◆ **Text provided**:
§

Are patients becoming more entitled?

A dangerous post, but a few pertinent issues which have been bothering me for a while!

I called her into my consulting room, thinking to myself “this is great, I’m doing well for time today, only 15-20 minutes late and it’s nearly the end of the workday!” She, however, did not meet my smile with a smile and in fact appeared to be quite upset and agitated. It was so obvious that she wanted me to ask “is something troubling you?” She let out a long discontented sigh and said “I was told I was next…and I’ve been waiting 20 minutes!” My first reaction was to be flabbergasted. I wanted and to say quizzically “and….?” I bit my tongue and said “you were indeed next; I am sorry you felt that the wait was unreasonable”.

I felt that this was one way to “get off on the wrong foot”, as our views were quite opposite in defining what was a reasonable wait for the doctor. I wonder what others think is reasonable in this circumstance? I recall waiting patiently for at least an hour every time we went to see my local GP, and this was not for a bulk billed appointment either. It was just the way it was, and we appreciated the care that they gave us.

In the outer suburbs of Melbourne I had a middle-aged lady as a patient, whose opening line to me, before she even sat on the chair, was “I hate doctors!” What a negative way to start! I know that dentists have had to deal with these negative attitudes for years, due to the generalised fear of dentistry which is rife in the community, but this was a new experience for me. I actually think I let out a small laugh because I was so taken by surprise at this statement!

If these two examples aren’t behaviourally poor enough, I might let you know about a patient’s partner who called me profanities at the top of her lungs in a public hospital when I was explaining politely why I would not increase a particular addictive medication. This sort of behaviour only makes it less likely that people, especially the doctor, will bend over backwards to help you. It wasn’t only unpleasant for all who were there but it was terrible behaviour which I am sad to say, seems to be becoming more and more prevalent in our communities.

§

◆ **Supplied records**:
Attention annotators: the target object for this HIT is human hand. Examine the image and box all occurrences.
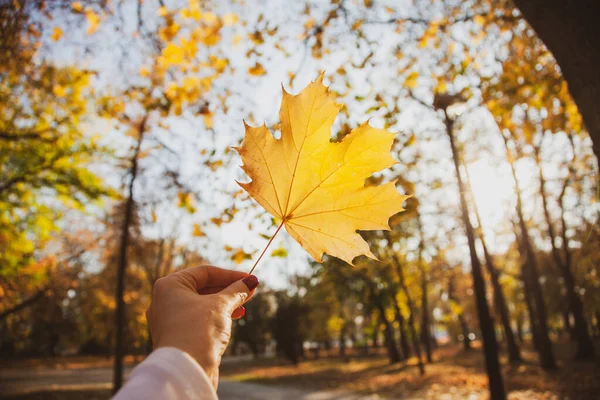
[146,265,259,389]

§

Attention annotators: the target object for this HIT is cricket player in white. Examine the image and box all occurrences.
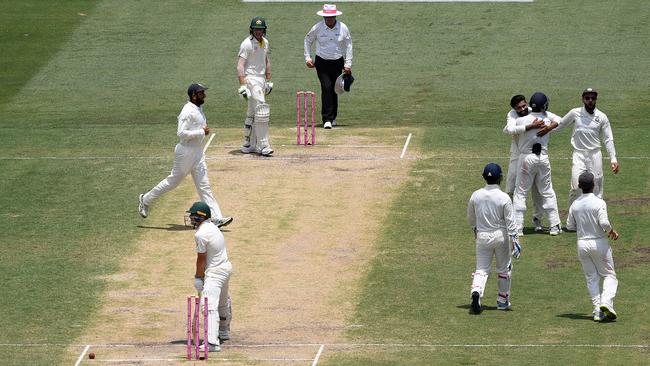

§

◆ **Explore the material**:
(a) From the post on patient entitlement, extract everything from "I felt that" down to "at this statement!".
(b) In the post on patient entitlement, where was the doctor working when a middle-aged patient opened with "I hate doctors!"?
(c) Carry on the post asking whether patients are becoming more entitled, picking up after its final sentence.

◆ **Results for the exercise**:
(a)
I felt that this was one way to “get off on the wrong foot”, as our views were quite opposite in defining what was a reasonable wait for the doctor. I wonder what others think is reasonable in this circumstance? I recall waiting patiently for at least an hour every time we went to see my local GP, and this was not for a bulk billed appointment either. It was just the way it was, and we appreciated the care that they gave us.

In the outer suburbs of Melbourne I had a middle-aged lady as a patient, whose opening line to me, before she even sat on the chair, was “I hate doctors!” What a negative way to start! I know that dentists have had to deal with these negative attitudes for years, due to the generalised fear of dentistry which is rife in the community, but this was a new experience for me. I actually think I let out a small laugh because I was so taken by surprise at this statement!

(b) In the outer suburbs of Melbourne.

(c)
On top of the above behavioural faux pas, it is common for me to hear “oh and will you bulk bill me today?” after a detailed appointment where multiple issues were dealt with, and it was clear the patient has paid $150 for their hair to be cut and coloured at least every 6-8 weeks. Can they not afford the $20-$30 gap? Do they completely devalue my service to them as a doctor? Do they put such a low value on their healthcare? Or do they not even think of these things and assume that all healthcare should be free? I sometimes feel guilty sending through the Medicare item number for billing by reception staff, but then I remind myself of the years of training that I have completed and the good service I pride myself in delivering, and I know that I shouldn’t be selling myself short. Patients who attend our clinic are advised of our fees upfront, so there should be no surprises when they get to the front desk to settle their account. There are patients who are routinely bulk billed in most clinics, such as children under 16, and others whom GPs might choose to bulk bill, for example, those who have returned for a review or results, but I don’t believe that this should be an expectation.

Thankfully, most patients I see are very reasonable and happy with the care they are provided; it is these people who make being a GP worthwhile at the end of the day.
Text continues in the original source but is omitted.